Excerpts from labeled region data
============================================================
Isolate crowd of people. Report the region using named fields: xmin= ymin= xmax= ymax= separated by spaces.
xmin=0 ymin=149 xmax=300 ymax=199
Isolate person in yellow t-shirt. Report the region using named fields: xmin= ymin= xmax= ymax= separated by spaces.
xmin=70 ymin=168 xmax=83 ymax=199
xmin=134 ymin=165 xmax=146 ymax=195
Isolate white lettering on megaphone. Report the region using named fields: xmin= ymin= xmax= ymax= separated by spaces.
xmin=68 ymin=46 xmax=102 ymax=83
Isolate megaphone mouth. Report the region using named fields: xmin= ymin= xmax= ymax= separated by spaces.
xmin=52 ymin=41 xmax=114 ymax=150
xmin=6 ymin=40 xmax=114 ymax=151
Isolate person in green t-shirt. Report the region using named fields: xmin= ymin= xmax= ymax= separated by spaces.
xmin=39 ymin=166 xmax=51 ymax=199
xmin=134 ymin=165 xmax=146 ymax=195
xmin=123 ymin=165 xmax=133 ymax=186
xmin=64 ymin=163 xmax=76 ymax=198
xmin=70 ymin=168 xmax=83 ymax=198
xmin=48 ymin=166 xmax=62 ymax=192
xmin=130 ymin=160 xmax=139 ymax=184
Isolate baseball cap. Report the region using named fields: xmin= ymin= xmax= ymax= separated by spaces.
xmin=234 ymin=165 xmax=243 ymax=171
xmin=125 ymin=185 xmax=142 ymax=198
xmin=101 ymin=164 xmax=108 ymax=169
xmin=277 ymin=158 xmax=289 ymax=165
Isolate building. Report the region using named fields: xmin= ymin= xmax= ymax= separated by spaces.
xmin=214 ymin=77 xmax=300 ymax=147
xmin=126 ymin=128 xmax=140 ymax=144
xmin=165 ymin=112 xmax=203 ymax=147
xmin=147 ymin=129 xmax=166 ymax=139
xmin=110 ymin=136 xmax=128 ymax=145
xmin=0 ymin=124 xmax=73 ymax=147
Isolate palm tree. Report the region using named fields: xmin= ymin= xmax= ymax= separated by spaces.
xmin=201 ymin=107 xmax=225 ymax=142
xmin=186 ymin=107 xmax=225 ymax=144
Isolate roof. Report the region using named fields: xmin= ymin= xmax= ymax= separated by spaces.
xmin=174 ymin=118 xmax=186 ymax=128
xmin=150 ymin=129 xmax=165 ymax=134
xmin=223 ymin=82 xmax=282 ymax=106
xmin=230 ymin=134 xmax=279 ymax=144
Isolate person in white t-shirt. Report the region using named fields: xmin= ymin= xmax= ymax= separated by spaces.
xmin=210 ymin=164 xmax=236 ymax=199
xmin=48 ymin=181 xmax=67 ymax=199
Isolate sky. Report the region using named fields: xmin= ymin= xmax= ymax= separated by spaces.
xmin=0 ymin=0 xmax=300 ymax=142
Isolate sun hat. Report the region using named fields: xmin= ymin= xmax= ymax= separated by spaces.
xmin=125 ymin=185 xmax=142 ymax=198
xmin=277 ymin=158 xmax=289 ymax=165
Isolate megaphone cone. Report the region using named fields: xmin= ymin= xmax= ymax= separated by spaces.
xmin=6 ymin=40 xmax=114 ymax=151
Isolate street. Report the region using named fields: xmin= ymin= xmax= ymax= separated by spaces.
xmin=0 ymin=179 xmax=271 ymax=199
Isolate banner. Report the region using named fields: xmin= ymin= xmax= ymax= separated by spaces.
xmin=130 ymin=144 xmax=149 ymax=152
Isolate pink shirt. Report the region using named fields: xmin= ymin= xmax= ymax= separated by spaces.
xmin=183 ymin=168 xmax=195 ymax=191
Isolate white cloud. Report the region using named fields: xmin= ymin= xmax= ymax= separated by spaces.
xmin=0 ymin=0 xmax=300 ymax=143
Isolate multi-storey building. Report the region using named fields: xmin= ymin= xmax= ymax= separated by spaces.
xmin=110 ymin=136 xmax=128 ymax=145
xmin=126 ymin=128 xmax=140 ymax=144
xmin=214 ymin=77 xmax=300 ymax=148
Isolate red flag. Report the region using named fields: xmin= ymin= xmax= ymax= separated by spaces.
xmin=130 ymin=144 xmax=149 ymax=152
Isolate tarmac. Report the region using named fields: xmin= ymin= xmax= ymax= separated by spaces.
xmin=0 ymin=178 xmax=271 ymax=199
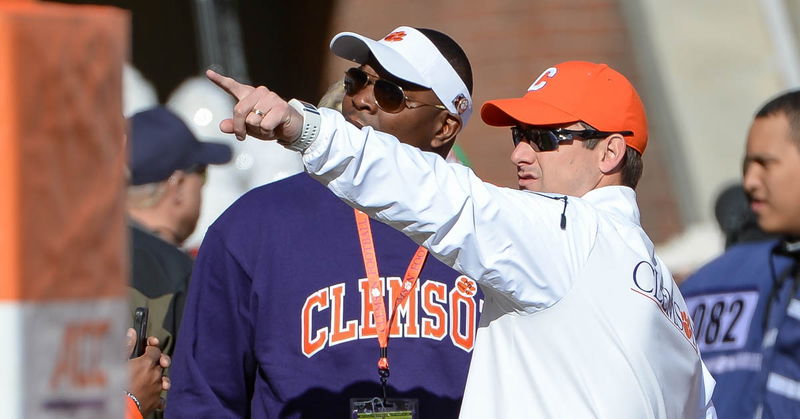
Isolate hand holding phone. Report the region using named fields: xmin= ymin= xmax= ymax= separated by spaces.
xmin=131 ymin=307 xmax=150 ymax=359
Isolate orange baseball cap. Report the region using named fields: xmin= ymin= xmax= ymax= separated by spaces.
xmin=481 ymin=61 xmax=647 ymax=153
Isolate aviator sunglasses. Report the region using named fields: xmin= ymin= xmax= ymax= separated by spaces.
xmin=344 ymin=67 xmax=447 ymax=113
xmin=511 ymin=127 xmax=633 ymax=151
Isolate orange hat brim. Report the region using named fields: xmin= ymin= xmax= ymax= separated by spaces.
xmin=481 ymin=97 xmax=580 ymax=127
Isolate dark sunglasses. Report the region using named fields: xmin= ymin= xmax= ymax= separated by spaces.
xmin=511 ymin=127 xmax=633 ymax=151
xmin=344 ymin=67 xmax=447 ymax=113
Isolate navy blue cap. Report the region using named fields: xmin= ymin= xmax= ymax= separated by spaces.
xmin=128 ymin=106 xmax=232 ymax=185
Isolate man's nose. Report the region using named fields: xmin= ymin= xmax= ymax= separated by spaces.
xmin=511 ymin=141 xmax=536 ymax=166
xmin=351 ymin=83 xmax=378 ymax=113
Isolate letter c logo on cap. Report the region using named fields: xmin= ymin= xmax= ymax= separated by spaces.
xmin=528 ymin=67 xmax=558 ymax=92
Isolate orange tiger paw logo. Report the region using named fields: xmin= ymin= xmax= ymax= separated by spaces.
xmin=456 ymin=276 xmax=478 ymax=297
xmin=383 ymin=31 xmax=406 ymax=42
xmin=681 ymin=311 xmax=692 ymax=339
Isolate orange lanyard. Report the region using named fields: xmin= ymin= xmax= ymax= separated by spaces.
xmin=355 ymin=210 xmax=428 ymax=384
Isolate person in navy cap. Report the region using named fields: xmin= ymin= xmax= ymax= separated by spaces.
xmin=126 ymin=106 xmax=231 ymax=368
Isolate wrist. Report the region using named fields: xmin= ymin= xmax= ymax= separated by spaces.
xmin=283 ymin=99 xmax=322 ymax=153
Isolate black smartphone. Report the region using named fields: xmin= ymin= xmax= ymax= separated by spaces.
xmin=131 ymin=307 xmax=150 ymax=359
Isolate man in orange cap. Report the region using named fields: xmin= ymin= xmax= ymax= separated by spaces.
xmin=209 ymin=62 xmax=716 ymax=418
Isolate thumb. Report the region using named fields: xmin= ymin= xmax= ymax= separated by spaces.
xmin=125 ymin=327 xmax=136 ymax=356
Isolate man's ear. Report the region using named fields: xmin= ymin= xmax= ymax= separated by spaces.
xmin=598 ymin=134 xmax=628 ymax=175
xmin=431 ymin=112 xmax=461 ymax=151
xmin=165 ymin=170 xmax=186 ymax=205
============================================================
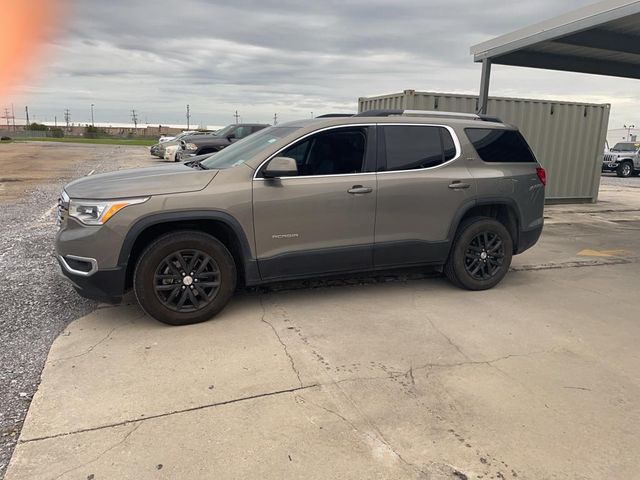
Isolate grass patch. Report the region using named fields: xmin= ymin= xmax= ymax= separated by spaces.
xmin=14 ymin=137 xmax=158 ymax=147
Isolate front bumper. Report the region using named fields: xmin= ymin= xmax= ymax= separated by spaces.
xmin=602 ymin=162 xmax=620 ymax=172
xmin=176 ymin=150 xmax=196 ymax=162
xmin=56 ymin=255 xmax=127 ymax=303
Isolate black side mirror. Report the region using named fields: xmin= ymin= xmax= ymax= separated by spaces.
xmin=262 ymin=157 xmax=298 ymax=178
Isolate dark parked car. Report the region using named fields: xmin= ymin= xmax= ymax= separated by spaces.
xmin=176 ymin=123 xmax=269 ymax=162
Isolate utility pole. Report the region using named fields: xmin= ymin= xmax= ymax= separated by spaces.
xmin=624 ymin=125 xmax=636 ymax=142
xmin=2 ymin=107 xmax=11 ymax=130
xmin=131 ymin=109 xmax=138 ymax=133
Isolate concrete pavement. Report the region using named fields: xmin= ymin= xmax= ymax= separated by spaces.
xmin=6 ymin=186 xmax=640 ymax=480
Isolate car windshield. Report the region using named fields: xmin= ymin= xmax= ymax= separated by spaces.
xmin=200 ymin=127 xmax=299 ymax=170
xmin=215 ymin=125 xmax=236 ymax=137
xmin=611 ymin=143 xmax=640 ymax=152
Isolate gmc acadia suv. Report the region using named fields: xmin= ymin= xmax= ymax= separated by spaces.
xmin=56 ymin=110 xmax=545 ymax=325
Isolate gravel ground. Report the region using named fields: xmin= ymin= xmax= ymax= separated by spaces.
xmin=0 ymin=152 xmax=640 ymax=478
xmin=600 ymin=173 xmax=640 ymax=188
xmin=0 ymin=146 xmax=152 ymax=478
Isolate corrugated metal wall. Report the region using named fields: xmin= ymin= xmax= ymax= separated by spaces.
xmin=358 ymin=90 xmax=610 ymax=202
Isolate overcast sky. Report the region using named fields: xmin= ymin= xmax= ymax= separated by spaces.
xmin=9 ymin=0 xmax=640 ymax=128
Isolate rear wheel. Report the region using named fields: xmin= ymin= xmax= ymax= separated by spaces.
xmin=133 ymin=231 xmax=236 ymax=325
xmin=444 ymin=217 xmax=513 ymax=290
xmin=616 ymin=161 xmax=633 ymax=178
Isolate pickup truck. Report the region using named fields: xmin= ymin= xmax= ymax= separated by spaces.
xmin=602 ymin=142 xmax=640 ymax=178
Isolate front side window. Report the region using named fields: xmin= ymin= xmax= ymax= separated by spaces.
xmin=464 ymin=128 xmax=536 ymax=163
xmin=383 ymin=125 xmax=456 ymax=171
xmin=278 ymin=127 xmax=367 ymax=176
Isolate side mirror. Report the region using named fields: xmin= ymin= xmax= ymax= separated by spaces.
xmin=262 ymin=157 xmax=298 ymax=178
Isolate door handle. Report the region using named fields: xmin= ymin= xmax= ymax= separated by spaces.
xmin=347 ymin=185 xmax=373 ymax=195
============================================================
Reproduce verbatim the entries in the stretch from the line containing "Isolate crowd of" through the line containing "xmin=130 ymin=160 xmax=139 ymax=184".

● Written solution:
Isolate crowd of people. Report the region using named fields: xmin= ymin= xmax= ymax= separated by spaces.
xmin=0 ymin=149 xmax=300 ymax=199
Isolate person in yellow t-shirt. Report the region using named fields: xmin= ymin= xmax= ymax= separated by spaces.
xmin=70 ymin=168 xmax=83 ymax=199
xmin=134 ymin=165 xmax=146 ymax=195
Isolate white lettering on megaphone. Report the region using named fields: xmin= ymin= xmax= ymax= separated by spaces.
xmin=68 ymin=46 xmax=102 ymax=83
Isolate megaphone mouth. Report the region using named fields: xmin= ymin= xmax= ymax= separated by spaces.
xmin=52 ymin=41 xmax=114 ymax=150
xmin=6 ymin=40 xmax=114 ymax=151
Isolate person in green t-shirt. Report the region using named fields: xmin= ymin= xmax= ymax= separated by spaces.
xmin=39 ymin=166 xmax=51 ymax=199
xmin=134 ymin=165 xmax=146 ymax=195
xmin=123 ymin=165 xmax=133 ymax=186
xmin=64 ymin=163 xmax=76 ymax=198
xmin=70 ymin=168 xmax=83 ymax=198
xmin=48 ymin=166 xmax=62 ymax=192
xmin=130 ymin=160 xmax=139 ymax=184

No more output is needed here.